_Text section:_

=-=-=

THE FIRST WEEK OF OCTOBER 1942, AFTER TWO WEEKS OF WAITING, Mitch climbed into the sky from the base at Tontouta on New Caledonia and veered south. He was leading a group of P-39 Airacobras on an 850-mile flight. Their destination was Cactus, code name for Guadalcanal. The Pacific islands all had code names, used in every communication, even in letters home. Fiji was Fantan. New Caledonia was Poppy. Tulagi was Ringbolt. And Guadalcanal was Cactus.

The army’s top South Pacific commander, Major General Harmon, had argued for days with his superiors that the US forces on Guadalcanal needed immediate help. He said that the Japanese were preparing another offensive. “It is my personal conviction,” he wrote, “that the Jap is capable of retaking Cactus-Ringbolt, and that he will do so in the near future unless it is materially strengthened.” Mitch and his men were part of that reinforcement.

There were not enough P-39s to go around, however. Doug Canning, for one, hitched a ride aboard a C-47 transport aircraft. A young Time magazine reporter named John Hersey happened to sit nearby. Guadalcanal was the future Pulitzer Prize–winning writer’s first assignment in the Pacific. Eager for wartime tidbits, he got little from the army pilot, however. Canning listened politely to questions about the war but shook them off, wanting instead to talk about home. Said Hersey, “Within a few minutes every conversation swings around to home.” Rather than discuss dive-bombing, Canning talked animatedly “about how he used to drive with girls and boys in his gaudily painted 1936 Chevy from Nebraskan town to town for the fabulous three-day fairs of summertime.”

=-=-=

_Dataset records:_
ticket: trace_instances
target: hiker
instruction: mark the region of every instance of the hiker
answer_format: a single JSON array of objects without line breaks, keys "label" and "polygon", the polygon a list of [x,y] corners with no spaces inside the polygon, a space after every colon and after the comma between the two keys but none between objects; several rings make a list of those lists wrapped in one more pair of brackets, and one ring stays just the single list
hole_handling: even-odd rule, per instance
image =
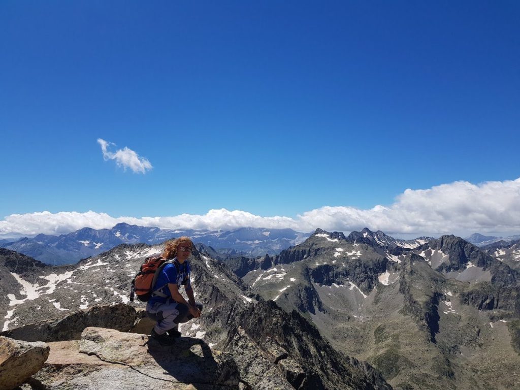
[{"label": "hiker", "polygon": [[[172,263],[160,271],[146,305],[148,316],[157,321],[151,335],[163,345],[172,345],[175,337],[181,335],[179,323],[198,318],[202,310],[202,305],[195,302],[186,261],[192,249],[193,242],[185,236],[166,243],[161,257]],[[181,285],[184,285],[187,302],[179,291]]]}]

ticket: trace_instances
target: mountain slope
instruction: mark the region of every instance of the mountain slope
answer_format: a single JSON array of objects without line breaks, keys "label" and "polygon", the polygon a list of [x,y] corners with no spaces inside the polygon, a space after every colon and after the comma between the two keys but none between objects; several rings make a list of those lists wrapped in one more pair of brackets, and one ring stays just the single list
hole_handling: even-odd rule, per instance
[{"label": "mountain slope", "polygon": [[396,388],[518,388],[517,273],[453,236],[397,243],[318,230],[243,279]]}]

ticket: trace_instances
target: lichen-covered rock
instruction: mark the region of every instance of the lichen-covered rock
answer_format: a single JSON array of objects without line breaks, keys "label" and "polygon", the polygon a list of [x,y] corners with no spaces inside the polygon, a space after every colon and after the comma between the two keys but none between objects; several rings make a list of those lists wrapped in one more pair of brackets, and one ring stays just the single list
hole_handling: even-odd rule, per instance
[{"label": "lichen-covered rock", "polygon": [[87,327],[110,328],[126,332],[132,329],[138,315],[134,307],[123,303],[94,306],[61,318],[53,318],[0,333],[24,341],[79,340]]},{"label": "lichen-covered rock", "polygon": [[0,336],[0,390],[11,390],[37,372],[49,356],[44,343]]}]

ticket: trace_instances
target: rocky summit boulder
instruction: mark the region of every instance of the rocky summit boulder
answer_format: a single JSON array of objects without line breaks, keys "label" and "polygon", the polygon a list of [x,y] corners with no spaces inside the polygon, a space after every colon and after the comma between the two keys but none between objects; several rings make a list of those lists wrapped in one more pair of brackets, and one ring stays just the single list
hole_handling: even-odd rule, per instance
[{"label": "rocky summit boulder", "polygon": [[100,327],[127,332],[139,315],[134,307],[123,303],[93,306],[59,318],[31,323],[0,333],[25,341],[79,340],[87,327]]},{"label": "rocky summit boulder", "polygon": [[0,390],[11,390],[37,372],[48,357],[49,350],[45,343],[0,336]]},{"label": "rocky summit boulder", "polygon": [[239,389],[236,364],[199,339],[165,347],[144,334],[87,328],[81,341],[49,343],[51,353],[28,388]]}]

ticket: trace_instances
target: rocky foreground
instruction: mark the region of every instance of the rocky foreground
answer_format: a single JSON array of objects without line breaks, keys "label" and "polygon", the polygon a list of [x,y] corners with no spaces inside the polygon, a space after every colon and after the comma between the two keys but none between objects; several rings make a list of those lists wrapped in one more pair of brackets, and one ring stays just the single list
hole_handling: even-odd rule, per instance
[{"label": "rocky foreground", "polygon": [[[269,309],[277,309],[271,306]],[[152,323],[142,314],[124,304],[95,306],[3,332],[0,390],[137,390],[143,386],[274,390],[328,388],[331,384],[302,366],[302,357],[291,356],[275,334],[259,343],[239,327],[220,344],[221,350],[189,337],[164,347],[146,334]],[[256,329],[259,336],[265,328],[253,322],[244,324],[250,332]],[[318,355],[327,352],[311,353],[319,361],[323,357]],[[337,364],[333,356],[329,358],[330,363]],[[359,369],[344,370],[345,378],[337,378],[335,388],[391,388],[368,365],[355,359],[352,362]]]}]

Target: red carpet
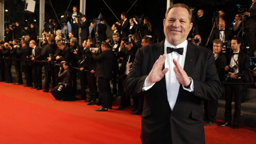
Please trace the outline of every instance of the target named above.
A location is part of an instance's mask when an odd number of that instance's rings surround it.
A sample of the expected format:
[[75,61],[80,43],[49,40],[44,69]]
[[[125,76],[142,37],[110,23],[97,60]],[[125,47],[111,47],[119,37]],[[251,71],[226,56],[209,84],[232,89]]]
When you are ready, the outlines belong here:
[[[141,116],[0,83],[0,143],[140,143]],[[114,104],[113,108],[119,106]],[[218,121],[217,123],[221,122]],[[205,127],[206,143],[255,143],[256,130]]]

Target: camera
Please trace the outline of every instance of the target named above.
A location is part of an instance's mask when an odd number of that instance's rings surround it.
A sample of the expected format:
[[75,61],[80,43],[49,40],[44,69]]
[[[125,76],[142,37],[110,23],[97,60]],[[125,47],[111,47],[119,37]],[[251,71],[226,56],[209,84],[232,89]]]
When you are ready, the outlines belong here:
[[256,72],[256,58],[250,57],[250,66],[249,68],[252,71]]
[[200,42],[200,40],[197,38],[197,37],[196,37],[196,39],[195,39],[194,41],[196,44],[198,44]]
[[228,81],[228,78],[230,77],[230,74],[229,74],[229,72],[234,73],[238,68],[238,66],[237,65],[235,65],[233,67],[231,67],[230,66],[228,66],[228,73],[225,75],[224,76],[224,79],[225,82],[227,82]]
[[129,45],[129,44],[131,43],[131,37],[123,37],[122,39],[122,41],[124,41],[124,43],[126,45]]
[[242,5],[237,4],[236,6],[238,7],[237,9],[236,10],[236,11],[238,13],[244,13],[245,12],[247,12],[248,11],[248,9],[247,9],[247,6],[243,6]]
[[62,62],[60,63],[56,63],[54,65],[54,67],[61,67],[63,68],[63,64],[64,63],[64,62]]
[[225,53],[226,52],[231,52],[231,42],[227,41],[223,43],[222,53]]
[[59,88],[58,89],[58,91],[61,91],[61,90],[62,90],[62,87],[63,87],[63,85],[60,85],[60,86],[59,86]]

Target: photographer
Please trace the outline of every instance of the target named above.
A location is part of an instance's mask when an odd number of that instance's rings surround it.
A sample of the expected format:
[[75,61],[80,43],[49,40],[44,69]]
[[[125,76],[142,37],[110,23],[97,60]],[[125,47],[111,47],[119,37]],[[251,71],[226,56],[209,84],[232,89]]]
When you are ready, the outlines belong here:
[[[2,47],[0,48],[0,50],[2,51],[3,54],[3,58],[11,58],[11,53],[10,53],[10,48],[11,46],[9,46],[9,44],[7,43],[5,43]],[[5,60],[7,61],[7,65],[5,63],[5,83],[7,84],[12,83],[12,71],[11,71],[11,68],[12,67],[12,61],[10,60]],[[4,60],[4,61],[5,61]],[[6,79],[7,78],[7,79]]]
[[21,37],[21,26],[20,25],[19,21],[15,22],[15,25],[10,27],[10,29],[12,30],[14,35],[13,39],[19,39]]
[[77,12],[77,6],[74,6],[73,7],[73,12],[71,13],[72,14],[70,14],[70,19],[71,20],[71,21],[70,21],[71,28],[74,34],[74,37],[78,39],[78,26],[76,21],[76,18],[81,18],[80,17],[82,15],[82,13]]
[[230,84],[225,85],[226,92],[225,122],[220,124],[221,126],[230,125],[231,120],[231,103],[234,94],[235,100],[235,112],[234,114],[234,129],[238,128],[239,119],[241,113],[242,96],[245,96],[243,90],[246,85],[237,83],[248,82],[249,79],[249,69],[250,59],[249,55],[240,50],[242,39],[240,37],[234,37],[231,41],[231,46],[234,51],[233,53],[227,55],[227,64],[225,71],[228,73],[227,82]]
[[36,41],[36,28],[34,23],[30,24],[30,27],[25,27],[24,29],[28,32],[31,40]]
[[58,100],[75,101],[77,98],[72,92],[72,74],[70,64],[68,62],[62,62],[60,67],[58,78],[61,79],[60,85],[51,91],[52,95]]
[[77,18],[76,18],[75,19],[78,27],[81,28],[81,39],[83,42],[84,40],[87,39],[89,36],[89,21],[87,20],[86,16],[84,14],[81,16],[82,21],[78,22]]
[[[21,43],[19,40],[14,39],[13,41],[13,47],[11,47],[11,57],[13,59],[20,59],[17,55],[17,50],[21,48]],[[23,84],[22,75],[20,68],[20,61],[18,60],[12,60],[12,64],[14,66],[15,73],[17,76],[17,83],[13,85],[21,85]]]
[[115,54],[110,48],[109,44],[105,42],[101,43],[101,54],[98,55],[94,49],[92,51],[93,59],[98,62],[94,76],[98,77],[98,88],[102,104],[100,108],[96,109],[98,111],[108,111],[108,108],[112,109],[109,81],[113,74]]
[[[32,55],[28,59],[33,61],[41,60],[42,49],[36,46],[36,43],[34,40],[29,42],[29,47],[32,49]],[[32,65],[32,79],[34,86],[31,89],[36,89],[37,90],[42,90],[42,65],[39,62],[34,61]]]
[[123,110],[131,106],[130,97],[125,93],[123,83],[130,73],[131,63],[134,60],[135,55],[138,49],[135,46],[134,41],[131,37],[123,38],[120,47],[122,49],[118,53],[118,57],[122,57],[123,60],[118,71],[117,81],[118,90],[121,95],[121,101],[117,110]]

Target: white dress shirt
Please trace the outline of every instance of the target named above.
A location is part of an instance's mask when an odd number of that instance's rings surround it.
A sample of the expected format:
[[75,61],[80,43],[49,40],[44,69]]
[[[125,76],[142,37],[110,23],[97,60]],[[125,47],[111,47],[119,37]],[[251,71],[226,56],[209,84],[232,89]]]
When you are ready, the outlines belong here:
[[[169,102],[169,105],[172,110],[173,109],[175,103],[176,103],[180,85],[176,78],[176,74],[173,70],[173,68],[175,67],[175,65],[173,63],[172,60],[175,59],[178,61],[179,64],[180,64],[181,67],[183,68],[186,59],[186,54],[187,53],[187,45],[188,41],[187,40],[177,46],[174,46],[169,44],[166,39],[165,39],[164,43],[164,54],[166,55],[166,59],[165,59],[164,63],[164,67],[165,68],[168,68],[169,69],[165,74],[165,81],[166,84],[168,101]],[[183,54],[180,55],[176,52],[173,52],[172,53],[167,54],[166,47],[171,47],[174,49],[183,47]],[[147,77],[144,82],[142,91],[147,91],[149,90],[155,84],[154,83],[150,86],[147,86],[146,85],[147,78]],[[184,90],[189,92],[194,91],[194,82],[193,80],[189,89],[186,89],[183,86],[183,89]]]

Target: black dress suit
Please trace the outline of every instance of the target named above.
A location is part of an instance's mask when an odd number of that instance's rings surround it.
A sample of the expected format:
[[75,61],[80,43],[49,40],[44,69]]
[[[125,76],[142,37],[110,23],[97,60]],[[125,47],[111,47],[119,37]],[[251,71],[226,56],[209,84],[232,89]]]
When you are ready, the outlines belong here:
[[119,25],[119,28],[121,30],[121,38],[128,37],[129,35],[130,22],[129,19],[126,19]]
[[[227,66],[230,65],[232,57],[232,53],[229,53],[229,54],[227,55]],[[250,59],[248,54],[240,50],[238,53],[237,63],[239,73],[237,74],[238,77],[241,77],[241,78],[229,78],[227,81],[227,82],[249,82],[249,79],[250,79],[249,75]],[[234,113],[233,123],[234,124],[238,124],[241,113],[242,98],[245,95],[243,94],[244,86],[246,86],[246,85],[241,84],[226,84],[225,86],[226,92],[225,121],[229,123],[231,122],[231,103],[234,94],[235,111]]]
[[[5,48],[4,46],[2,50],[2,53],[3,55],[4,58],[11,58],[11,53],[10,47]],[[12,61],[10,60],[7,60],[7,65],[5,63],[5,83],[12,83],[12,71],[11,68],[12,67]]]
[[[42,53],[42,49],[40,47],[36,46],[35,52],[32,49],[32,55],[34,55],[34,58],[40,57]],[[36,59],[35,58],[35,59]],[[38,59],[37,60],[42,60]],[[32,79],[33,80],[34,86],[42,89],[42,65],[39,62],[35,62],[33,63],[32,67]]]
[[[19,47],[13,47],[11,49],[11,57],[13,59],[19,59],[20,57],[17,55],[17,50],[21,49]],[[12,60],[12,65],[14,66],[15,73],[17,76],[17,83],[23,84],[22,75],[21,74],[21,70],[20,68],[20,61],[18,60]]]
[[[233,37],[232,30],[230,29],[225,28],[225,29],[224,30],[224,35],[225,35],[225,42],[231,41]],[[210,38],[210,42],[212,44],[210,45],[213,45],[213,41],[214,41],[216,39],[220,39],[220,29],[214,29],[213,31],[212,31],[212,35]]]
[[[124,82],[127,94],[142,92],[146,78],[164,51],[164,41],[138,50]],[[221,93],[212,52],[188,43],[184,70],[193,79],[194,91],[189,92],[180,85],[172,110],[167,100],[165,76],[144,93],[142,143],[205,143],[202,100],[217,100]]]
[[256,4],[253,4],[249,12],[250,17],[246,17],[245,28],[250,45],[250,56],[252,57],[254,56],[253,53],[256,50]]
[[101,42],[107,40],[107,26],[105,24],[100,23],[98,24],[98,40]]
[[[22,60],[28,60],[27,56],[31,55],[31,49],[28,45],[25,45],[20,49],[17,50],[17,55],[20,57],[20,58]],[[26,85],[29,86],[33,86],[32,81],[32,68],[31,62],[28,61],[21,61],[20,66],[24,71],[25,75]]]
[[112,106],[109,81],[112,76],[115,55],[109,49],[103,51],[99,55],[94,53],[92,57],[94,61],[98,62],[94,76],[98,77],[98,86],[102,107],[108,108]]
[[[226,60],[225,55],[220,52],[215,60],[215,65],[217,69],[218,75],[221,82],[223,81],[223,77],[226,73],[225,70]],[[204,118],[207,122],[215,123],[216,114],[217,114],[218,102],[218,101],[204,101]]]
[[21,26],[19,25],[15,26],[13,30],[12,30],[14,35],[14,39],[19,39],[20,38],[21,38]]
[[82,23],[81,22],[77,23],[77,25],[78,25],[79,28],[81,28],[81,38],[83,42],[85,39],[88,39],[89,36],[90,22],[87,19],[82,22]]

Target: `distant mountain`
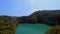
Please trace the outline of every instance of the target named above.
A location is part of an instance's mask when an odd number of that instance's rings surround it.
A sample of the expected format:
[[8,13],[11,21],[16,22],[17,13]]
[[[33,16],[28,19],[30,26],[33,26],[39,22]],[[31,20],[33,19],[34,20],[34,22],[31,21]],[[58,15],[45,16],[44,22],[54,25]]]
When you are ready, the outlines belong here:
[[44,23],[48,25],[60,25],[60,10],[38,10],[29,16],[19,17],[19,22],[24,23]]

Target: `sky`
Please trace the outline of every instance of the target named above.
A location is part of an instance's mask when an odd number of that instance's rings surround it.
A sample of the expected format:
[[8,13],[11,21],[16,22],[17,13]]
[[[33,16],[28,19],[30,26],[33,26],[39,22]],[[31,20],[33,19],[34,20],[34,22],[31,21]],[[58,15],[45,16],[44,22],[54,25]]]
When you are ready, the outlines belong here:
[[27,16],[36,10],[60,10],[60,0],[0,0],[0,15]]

=-=-=

_Exercises:_
1. In the Guadalcanal passage, what was New Caledonia's code name?
2. Please write out the Guadalcanal passage again, starting with "The army’s top" and going on through "of that reinforcement.", and switch "offensive" to "attack".
The entries are not used for any of this.

_Solution set:_
1. Poppy

2.
The army’s top South Pacific commander, Major General Harmon, had argued for days with his superiors that the US forces on Guadalcanal needed immediate help. He said that the Japanese were preparing another attack. “It is my personal conviction,” he wrote, “that the Jap is capable of retaking Cactus-Ringbolt, and that he will do so in the near future unless it is materially strengthened.” Mitch and his men were part of that reinforcement.